Ihre Aufgaben
**a.** Zitieren Sie wörtlich den Abschnitt der Filmkritik zu „Passages“, der bei den Worten „Man lernt Tomas, dargestellt“ beginnt, und hören Sie nach den Worten „tanze mit Dir.“ auf.
**b.** Nennen Sie alle realen Personen, die in der Filmkritik zu „Passages“ als Regisseur oder als Darstellerin bzw. Darsteller namentlich erwähnt werden.
**c.** Setzen Sie die Filmkritik zu „Passages“ im Anschluss an ihren letzten Satz fort.

Auszug
____
"Passages": Eine Dreiecksgeschichte in der Pariser Künstlerszene
In "Passages" entwirft Regisseur Ira Sachs eine interessante Dreieckskonstellation, in der der Protagonist, gespielt von Ausnahmedarsteller Franz Rogowski, immer unsympathischer wird.
Man lernt Tomas, dargestellt von Franz Rogowski, in Action kennen: Der angesagte Regisseur dreht gerade in Paris einen Film - und strapaziert, wie üblich, Cast und Crew. Kaum heißt es "Kamera läuft", schon schreit er wieder "Stop!", um den Schauspieler nochmal minimal zu korrigieren. Durch diese Eingangssequenz ist der Mann schon hinreichend charakterisiert: als Kontrollfreak und Egozentriker, der es normal findet, dass andere sich nach seinen Wünschen richten. Das erwartet er auch von seinem Ehemann Martin bei der abendlichen Drehschlussparty:
Tomas: "Kannst Du vielleicht nicht so langweilig gucken? Wir wollen hier feiern!"
Martin: "Ich hab' keine Lust zu tanzen, Tomas. Ich hab' den ganzen Tag gearbeitet."
Tomas: "Ich hab' auch keine Lust zu tanzen. Unterstütz' mich einfach!"
Agathe: "Ich tanze mit Dir.
Tomas: "Du tanzt mit mir? Okay. Au revoir."
Filmszene
Ein spontanes Abenteurer mit Folgen
Aus dem Tanz mit der aufregend schönen und selbstbewussten Agathe ergibt sich eine nächtliche Affäre, die von der Kamera in erstaunlich natürlichen Bildern eingefangen wird. Man glaubt die spontane Leidenschaft, die der eigentlich homosexuell lebende Tomas mit dieser Frau erlebt. Agathe wird gespielt von Adèle Exarchopoulos, die schon im lesbischen Liebesdrama "Blau ist eine warme Farbe" extrem authentisch wirkte. Nun ist Tomas aber nicht der Typ, der den erotischen Ausflug still genießt. Gleich am nächsten Morgen bekommt Ehemann Martin - auch er mit Ben Whishaw stark besetzt - die Sache brühwarm aufgetischt.
Tomas: "Weißt Du, was ich gestern gemacht hab'?"
Martin: "Nein, aber was immer es war, Du klingt sehr begeistert."
Tomas: "Ich hatte Sex mit einer Frau. Kann ich Dir davon erzählen, bitte?"
Martin: "Ja, okay."
Tomas: "Ich hab was gespürt, was ich schon lange nicht mehr gespürt habe."
Martin: "Ich muss mir das nicht anhören!"
Tomas: "Das war aufregend. Das war echt anders, Martin."
Filmszene
Einen gewissen Freiraum, so schließt man aus Martins Reaktion, hat es immer schon gegeben in dieser Paarbeziehung. Aber Tomas scheint zu erwarten, dass sein Mann sich auch noch mit ihm freut über das Abenteuer - und weitere Begegnungen mit Agathe.
____
Zu prüfende Daten
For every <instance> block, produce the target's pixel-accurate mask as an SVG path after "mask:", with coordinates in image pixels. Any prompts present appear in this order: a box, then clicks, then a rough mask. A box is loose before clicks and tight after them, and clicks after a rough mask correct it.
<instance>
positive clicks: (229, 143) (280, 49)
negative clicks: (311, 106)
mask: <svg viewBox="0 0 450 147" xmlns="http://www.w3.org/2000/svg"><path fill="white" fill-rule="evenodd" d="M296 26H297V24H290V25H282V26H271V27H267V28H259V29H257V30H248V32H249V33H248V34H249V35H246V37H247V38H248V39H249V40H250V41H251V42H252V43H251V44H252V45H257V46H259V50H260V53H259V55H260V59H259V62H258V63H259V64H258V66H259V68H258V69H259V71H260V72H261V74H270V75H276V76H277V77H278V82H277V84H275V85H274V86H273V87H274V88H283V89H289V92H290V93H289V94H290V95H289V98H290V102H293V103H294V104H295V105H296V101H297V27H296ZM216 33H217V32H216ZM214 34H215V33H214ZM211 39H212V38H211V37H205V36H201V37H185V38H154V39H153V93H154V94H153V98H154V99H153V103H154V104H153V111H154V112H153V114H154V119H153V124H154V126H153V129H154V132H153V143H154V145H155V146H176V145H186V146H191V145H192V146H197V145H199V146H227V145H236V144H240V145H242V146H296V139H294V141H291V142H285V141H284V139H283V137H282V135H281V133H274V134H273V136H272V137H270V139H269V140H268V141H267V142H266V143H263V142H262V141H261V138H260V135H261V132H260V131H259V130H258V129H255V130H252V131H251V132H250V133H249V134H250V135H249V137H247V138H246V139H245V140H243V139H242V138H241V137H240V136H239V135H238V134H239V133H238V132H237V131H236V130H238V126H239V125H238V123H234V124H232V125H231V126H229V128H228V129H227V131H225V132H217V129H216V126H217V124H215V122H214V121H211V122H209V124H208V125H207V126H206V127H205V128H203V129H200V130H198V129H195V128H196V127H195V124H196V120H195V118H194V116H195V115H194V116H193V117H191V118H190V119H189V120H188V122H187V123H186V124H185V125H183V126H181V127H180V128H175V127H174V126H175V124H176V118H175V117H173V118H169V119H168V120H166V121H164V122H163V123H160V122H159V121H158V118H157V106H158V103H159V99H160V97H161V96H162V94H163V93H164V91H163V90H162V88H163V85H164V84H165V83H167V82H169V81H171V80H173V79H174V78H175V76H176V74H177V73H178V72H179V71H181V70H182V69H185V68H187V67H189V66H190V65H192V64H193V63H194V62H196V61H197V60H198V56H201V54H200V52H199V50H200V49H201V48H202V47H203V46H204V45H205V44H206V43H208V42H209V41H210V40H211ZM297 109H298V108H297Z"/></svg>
____
Antworten
**a.**
Man lernt Tomas, dargestellt von Franz Rogowski, in Action kennen: Der angesagte Regisseur dreht gerade in Paris einen Film - und strapaziert, wie üblich, Cast und Crew. Kaum heißt es "Kamera läuft", schon schreit er wieder "Stop!", um den Schauspieler nochmal minimal zu korrigieren. Durch diese Eingangssequenz ist der Mann schon hinreichend charakterisiert: als Kontrollfreak und Egozentriker, der es normal findet, dass andere sich nach seinen Wünschen richten. Das erwartet er auch von seinem Ehemann Martin bei der abendlichen Drehschlussparty:
Tomas: "Kannst Du vielleicht nicht so langweilig gucken? Wir wollen hier feiern!"
Martin: "Ich hab' keine Lust zu tanzen, Tomas. Ich hab' den ganzen Tag gearbeitet."
Tomas: "Ich hab' auch keine Lust zu tanzen. Unterstütz' mich einfach!"
Agathe: "Ich tanze mit Dir.

**b.**
- Ira Sachs (Regisseur)
- Franz Rogowski (Darsteller des Tomas)
- Adèle Exarchopoulos (Darstellerin der Agathe)
- Ben Whishaw (Darsteller des Martin)

**c.**
Atemberaubende Intimität
Regisseur Ira Sachs lotet in seinen Filmen gerne Beziehungskonstellationen jenseits bürgerlicher Normvorstellungen aus - und zwar unaufgeregt. Es geht ihm nicht um große Dramatik, sondern um Möglichkeiten des Miteinanders - und um die Grenzen. In "Passages" entwirft er eine interessante Dreieckskonstellation. Wie werden die Beteiligten mit den fließenden Übergängen, die vor allem Tomas vorschweben, umgehen?
Für die Szenen, in denen Tomas und Agathe ihre Körper und Seelen noch behutsam erkunden, nimmt der Regisseur sich minutenlang Zeit. Die Kamera wird dann zur stillen Beobachterin von Blicken, Berührungen, kleinen Gesten. Da entsteht eine atemberaubende Intimität mit seinen Figuren. Doch einen ganzen Film trägt das nicht. Irgendwann bestimmt nur noch Tomas mit seiner manipulativen Art das Geschehen. Er will nur seine Bedürfnisse befriedigt wissen und wird dadurch als Protagonist immer unsympathischer. Sobald es um erwachsene Verpflichtungen geht - wie ein Essen mit Agathes Eltern -, entzieht er sich wie ein trotziges Kind.
"Passages" wird zu einem langen Elend
Selbst der Ausnahmedarsteller Franz Rogowski kann aus der toxischen Persönlichkeit dieser Figur ab einem gewissen Punkt nichts Spannendes mehr machen. Der Film "Passages" wird dann zu einem langen Elend, wie manche Beziehung, in der sich zwei Menschen längst nicht mehr gut tun. Man möchte der Hauptfigur eine narzisstische Störung attestieren, aber nicht unbedingt einen ganzen Kinoabend mit ihr verbringen.
Passages
- Genre:
- Drama | Romanze
- Produktionsjahr:
- 2023
- Produktionsland:
- Frankreich
- Zusatzinfo:
- Mit Ben Whishaw, Adèle Exarchopoulos, Franz Rogowski u.a.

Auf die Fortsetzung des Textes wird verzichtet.